*AIM OF THE TASK:* Quote the lines below verbatim, from the first line through the line that contains "column 385, row 229", including both ends.
###
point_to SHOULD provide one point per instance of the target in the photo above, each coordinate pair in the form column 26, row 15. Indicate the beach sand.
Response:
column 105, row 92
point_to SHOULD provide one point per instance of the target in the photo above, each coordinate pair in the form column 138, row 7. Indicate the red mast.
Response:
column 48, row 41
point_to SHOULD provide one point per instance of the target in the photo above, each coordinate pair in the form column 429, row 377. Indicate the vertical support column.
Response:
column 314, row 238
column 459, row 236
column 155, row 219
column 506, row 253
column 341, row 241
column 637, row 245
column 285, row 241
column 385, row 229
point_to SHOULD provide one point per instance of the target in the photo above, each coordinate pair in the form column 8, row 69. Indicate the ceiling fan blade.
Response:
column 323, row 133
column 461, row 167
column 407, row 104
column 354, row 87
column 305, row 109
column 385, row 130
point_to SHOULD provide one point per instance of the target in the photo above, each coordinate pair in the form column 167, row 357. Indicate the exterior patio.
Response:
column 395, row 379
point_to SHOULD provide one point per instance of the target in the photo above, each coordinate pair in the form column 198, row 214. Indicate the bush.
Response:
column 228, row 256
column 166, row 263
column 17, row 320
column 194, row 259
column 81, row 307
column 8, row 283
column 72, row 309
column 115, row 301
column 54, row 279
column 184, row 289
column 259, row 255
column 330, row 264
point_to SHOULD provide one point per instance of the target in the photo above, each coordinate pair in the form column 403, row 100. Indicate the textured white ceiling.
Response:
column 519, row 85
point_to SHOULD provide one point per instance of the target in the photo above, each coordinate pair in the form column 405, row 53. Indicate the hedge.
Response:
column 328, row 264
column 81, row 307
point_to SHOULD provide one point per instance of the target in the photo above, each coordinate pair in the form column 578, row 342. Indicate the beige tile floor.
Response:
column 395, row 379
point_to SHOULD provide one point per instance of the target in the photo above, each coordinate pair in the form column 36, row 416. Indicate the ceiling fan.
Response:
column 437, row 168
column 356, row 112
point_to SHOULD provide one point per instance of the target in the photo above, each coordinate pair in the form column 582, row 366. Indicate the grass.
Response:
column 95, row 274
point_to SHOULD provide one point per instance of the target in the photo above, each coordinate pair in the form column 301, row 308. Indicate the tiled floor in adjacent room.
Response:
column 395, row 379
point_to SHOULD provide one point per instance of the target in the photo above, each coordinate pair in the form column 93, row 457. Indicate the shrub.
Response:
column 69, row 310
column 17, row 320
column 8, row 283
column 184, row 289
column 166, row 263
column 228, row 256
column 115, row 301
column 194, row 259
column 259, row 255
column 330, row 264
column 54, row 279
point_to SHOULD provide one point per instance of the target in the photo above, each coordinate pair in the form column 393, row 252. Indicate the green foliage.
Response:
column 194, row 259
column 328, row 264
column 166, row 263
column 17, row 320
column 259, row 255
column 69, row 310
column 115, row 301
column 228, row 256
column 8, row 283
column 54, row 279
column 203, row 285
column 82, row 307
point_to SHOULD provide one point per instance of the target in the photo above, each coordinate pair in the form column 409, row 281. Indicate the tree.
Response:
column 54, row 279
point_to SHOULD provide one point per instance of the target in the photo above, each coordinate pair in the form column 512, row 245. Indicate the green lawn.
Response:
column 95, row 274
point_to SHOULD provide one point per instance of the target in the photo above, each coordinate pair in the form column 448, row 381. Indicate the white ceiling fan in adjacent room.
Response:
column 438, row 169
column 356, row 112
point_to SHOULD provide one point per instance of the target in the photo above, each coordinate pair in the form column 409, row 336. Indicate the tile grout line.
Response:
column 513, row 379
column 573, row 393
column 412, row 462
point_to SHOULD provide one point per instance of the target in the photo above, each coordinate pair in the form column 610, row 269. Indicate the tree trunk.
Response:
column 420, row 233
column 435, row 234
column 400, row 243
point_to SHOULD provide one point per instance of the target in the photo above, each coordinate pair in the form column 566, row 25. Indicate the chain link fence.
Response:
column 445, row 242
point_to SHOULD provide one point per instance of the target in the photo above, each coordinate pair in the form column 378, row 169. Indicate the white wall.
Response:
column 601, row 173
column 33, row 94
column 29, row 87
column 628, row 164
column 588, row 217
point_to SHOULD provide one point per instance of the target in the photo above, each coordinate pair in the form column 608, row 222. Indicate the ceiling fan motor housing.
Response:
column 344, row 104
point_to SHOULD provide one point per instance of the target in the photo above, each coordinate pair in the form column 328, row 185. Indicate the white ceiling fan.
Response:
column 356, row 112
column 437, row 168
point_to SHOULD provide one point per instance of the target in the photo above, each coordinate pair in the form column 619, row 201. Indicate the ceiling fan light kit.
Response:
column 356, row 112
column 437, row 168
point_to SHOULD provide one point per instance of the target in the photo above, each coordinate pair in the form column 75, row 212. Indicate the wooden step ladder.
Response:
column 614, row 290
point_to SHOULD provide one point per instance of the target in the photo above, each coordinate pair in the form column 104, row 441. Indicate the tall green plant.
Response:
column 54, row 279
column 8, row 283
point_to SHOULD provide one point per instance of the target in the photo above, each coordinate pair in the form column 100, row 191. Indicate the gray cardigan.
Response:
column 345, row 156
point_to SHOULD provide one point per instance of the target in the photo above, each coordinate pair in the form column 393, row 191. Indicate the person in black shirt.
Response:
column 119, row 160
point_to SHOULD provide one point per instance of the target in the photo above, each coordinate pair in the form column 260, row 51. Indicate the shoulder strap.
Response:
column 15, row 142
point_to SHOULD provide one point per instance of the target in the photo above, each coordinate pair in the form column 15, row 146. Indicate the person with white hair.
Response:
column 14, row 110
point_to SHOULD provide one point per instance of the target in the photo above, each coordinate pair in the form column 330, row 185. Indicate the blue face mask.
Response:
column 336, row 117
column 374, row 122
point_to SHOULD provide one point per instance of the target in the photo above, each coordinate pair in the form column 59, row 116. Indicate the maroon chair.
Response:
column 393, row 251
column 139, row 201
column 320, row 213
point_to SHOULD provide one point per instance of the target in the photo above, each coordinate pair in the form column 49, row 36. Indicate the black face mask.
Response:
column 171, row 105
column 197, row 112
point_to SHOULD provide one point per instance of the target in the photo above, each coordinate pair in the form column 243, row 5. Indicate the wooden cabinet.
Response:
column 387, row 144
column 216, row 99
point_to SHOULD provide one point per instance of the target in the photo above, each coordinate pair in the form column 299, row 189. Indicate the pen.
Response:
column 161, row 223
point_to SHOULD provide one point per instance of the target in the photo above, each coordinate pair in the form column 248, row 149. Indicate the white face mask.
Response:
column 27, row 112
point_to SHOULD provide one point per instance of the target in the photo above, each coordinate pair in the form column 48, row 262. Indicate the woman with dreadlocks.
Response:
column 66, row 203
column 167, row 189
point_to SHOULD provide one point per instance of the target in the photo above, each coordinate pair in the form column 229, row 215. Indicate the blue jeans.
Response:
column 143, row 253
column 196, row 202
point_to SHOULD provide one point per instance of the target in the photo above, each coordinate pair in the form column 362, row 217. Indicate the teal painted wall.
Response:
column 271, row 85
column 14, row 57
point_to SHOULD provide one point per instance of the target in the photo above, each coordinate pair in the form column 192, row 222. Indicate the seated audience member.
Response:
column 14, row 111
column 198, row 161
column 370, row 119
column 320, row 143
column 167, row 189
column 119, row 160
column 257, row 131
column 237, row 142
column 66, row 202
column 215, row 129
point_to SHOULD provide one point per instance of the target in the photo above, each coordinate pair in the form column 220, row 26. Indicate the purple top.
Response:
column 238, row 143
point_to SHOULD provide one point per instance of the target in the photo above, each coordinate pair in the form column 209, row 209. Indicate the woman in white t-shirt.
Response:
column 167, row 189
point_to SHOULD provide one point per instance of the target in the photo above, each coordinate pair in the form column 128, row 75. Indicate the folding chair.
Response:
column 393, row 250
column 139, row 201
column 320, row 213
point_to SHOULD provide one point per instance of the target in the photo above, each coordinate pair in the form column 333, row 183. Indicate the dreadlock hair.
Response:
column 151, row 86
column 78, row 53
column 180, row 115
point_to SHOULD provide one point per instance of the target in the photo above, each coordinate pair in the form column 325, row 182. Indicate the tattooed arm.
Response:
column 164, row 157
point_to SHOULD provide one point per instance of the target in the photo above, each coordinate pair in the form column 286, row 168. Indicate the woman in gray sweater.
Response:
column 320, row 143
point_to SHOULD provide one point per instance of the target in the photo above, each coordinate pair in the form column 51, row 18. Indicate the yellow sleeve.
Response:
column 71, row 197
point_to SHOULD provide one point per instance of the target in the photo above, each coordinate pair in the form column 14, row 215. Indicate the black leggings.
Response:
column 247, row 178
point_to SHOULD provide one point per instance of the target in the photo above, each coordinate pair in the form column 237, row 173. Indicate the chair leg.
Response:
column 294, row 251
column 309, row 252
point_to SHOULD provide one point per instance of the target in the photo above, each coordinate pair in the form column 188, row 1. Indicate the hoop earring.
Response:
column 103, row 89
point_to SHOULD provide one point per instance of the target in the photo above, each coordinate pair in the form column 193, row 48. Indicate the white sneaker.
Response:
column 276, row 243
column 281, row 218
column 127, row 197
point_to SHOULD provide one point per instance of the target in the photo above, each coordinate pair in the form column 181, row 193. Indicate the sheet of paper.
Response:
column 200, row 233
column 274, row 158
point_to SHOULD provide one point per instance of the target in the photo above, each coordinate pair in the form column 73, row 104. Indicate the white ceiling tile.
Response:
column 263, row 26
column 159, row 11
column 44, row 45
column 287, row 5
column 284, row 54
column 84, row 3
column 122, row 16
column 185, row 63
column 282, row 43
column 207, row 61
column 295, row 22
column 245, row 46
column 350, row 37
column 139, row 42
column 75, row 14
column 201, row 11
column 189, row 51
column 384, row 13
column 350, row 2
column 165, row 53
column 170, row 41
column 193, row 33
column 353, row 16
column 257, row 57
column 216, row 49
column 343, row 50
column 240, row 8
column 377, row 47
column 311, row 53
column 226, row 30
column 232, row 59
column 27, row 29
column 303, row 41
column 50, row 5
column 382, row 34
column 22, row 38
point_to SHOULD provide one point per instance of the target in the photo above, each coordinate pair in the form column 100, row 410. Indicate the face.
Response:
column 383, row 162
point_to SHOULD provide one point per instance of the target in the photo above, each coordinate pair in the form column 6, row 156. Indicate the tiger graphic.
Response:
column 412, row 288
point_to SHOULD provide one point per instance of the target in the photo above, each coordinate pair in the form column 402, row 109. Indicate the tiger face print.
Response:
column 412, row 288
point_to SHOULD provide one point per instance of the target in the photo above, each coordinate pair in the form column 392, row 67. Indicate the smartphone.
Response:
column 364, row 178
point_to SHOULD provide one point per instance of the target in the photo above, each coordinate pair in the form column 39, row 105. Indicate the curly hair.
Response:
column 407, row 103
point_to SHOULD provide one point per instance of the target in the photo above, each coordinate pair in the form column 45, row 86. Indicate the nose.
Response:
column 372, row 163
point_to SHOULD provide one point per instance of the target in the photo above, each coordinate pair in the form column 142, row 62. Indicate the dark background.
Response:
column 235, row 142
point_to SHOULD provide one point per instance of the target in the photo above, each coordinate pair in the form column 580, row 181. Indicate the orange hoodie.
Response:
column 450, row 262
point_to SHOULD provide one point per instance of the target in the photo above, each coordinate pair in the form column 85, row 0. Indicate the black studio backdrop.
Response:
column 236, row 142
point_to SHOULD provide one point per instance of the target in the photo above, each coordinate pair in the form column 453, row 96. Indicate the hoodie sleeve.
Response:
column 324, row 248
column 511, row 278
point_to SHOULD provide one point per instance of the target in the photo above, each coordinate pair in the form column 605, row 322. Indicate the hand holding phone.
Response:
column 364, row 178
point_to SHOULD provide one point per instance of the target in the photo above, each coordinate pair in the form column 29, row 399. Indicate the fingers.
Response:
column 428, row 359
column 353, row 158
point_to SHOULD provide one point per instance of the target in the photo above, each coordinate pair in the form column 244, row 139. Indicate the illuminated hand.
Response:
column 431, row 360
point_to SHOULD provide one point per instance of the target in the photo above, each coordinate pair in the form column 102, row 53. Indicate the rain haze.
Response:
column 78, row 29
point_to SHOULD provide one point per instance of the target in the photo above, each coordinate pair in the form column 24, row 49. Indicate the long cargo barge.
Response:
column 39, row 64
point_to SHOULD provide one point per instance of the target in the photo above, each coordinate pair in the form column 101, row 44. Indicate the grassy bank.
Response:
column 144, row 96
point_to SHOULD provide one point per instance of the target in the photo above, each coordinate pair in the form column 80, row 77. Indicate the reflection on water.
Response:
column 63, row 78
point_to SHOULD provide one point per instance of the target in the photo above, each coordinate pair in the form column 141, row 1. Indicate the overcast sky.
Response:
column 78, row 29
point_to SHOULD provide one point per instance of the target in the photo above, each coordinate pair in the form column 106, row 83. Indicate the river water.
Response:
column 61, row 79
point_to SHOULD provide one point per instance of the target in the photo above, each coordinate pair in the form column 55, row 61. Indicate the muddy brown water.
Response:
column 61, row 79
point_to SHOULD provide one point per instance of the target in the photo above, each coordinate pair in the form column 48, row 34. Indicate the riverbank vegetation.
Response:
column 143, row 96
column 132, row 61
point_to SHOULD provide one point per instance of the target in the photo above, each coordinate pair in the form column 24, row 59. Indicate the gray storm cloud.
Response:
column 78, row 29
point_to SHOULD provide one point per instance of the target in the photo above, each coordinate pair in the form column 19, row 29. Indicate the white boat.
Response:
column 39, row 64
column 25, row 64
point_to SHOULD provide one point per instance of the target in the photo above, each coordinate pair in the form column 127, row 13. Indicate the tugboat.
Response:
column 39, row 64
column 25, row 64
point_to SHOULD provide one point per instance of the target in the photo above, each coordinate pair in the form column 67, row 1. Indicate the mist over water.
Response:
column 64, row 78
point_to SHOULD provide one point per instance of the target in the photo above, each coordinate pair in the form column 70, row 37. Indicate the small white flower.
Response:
###
*FINAL ANSWER:*
point_to SHOULD provide one point per instance of the target in the photo above, each coordinate pair in the form column 26, row 15. Indicate the beach sand.
Response:
column 105, row 92
point_to SHOULD provide one point per instance of the target in the photo above, each coordinate pair in the form column 138, row 7. Indicate the red mast.
Response:
column 48, row 41
point_to SHOULD provide one point per instance of the target in the photo above, each coordinate pair in the form column 429, row 377. Indicate the vertical support column.
Response:
column 314, row 238
column 459, row 236
column 155, row 219
column 506, row 253
column 341, row 241
column 637, row 245
column 285, row 241
column 385, row 229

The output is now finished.